[Start of DATA FOR THIS TASK]
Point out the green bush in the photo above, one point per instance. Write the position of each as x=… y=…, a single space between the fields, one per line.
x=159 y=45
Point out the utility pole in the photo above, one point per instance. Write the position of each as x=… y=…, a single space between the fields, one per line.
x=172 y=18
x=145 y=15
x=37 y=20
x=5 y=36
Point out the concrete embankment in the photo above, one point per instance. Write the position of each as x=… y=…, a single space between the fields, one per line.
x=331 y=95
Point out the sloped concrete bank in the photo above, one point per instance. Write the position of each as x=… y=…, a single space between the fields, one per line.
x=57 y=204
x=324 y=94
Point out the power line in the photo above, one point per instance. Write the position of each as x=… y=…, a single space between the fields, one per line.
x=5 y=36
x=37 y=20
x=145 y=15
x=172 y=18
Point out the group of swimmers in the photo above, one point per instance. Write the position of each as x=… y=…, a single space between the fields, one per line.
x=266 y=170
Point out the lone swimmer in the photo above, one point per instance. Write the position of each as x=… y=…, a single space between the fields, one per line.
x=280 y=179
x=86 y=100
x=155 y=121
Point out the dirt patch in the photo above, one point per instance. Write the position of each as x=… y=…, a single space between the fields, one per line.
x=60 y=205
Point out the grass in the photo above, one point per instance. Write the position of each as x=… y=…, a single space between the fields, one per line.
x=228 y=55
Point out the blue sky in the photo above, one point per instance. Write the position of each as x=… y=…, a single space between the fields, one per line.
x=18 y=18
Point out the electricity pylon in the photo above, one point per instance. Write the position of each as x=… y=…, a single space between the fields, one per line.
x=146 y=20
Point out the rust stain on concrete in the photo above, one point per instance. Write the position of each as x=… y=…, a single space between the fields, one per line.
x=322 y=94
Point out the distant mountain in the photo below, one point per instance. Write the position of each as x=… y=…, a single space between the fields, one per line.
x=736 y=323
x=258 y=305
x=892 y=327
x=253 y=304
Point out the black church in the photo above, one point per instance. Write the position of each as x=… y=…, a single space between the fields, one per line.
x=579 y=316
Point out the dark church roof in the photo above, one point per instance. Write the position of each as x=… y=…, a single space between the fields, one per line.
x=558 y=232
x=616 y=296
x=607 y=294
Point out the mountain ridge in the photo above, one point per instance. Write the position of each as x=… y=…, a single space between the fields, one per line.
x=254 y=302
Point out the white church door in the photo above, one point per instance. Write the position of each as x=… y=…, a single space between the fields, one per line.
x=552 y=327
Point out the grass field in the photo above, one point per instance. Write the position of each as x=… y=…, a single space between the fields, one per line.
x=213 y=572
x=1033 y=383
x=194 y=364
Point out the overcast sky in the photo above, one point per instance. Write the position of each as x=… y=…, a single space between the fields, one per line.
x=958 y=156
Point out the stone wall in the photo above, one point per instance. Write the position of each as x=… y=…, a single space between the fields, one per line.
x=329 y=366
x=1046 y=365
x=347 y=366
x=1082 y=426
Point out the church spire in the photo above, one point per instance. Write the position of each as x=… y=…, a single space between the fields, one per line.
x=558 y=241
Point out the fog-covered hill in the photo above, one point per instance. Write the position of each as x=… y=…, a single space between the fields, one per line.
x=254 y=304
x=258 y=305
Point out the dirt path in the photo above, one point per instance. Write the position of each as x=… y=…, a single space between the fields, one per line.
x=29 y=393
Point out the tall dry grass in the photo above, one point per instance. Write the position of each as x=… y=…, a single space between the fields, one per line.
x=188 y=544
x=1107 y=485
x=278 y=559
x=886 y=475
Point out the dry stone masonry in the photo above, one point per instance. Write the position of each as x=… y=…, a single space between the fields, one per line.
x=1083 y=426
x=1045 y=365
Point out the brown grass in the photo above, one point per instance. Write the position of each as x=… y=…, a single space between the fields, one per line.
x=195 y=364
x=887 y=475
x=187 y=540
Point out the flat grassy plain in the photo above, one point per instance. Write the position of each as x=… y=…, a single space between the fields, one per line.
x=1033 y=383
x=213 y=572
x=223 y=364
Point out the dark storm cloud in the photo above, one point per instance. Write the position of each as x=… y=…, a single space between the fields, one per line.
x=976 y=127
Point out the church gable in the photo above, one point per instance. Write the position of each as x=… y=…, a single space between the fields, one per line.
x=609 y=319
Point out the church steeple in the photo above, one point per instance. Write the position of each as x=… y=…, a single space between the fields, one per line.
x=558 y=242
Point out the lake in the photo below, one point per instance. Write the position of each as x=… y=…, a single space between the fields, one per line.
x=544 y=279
[End of DATA FOR THIS TASK]
* **WHAT IS BEING ASKED**:
Reproduce every item above word for word, keeping the original order and line breaks.

* **RESULT**:
Point out the green bush in the photo above, one point per instance. Write the position of each as x=… y=…, a single space between the fields, one per line.
x=159 y=45
Point out the utility pole in the photo above, one point per instance. Write the position of each as x=… y=…, a single space between the fields, one per line.
x=172 y=18
x=145 y=15
x=37 y=20
x=5 y=36
Point out the concrete embankment in the photo above, one point per instance. Write the position of each as x=… y=…, a single space between the fields, one per line.
x=331 y=95
Point out the sloped concrete bank in the photo above, one point per instance. Write the position of each as x=… y=…, a single space between the fields, one per line.
x=57 y=204
x=324 y=94
Point out the power line in the photo above, one point per instance. Write the position of each as x=… y=…, a single space between the fields, one per line.
x=5 y=36
x=37 y=20
x=145 y=15
x=172 y=18
Point out the group of swimmers in the photo above, one point per instance. Write the position of each as x=… y=…, a single space between the fields, one per line.
x=266 y=170
Point out the lone swimmer in the photo above, one point per instance. Write the position of each as x=… y=…, a single space between the fields, one per line.
x=280 y=179
x=86 y=100
x=155 y=121
Point out the dirt patch in the photo above, one point per instance. Write the position of each as x=… y=…, a single space between the fields, one per line.
x=60 y=205
Point out the grass in the photo above, one point per instance. Write the position of each as x=… y=…, a single space between the fields, one per line.
x=228 y=55
Point out the blue sky in the photo above, one point per instance. Write the position of each as x=… y=…, a single space between the fields, one per line.
x=18 y=18
Point out the electricity pylon in the photo above, one point per instance. Write the position of each as x=… y=…, a single space between the fields, one per line.
x=146 y=20
Point out the rust stain on concrete in the photo above, one point per instance. Write the position of each as x=… y=…, a single space between the fields, one per line.
x=322 y=94
Point out the distant mountain in the photo below, one point per instance. Write the position of each as x=… y=…, a single space between the fields, one per line.
x=736 y=323
x=258 y=305
x=892 y=327
x=253 y=304
Point out the black church in the photo above, one point per instance. Write the position of each as x=… y=…, a single space between the fields, one per line.
x=579 y=316
Point out the dark church roof in the photo above, one point per instance. Write the position of each as x=… y=…, a single space between the fields, one per line.
x=558 y=232
x=616 y=296
x=607 y=294
Point out the mountain ridge in the photo above, one point per instance. Write the position of each as x=… y=…, a single space between the fields, one per line.
x=254 y=302
Point out the white church door in the photo above, one point per instance. Write the position of each as x=… y=…, a single space between the fields, one per line.
x=552 y=327
Point out the grass field in the photo above, one point per instance. Write the position of each as x=… y=…, a single space between the fields, one per line.
x=213 y=572
x=1033 y=383
x=194 y=364
Point out the overcast sky in the photo above, one point per instance. Write the position of each as x=… y=…, a single space between the fields, one per line.
x=958 y=156
Point out the stone wall in the photo above, one point per instance. Write the position of each as x=… y=…, a single space between the fields, one per line.
x=329 y=366
x=1046 y=365
x=347 y=366
x=1082 y=426
Point out the church spire in the photo above, one point per instance. Write the position of each as x=… y=…, a single space between the fields, one per line.
x=558 y=241
Point out the fog-covered hill in the photo above, one point per instance. Write the position of each as x=… y=…, a single space between the fields, one per line.
x=254 y=304
x=258 y=305
Point out the dirt path in the photo above, one point per instance. Write the position of each as x=… y=…, a single space between the fields, one per line.
x=29 y=393
Point out the tall dry grass in the photo above, one point per instance. Write the position of each as x=… y=…, a single space between the fields, one per line.
x=188 y=544
x=1107 y=485
x=278 y=559
x=886 y=475
Point out the dry stone masonry in the photo above, one point per instance. Write the position of each as x=… y=…, a single space between the fields, one per line.
x=1083 y=426
x=1045 y=365
Point out the brown grass in the photo above, one point per instance. Write the position of each as x=… y=…, a single space between the fields, one per line.
x=195 y=364
x=887 y=475
x=187 y=540
Point out the flat grassy plain in the photo above, one point per instance. Write the position of each as x=… y=…, a single space between the fields, one per line.
x=1033 y=383
x=213 y=572
x=223 y=364
Point out the dark storm cloud in the photo above, one point per instance. Write the position of each as x=… y=…, a single space between the fields, one per line.
x=976 y=127
Point out the church gable in the photo above, one point per instance. Write the position of each as x=… y=…, a single space between the fields, one per line.
x=609 y=319
Point out the church steeple in the photo above, one point per instance. Write the position of each as x=… y=…, a single space between the fields, one per line.
x=558 y=242
Point out the lake in the photo below, one point per instance. Write the position of each as x=… y=…, a single space between the fields, one per line.
x=544 y=279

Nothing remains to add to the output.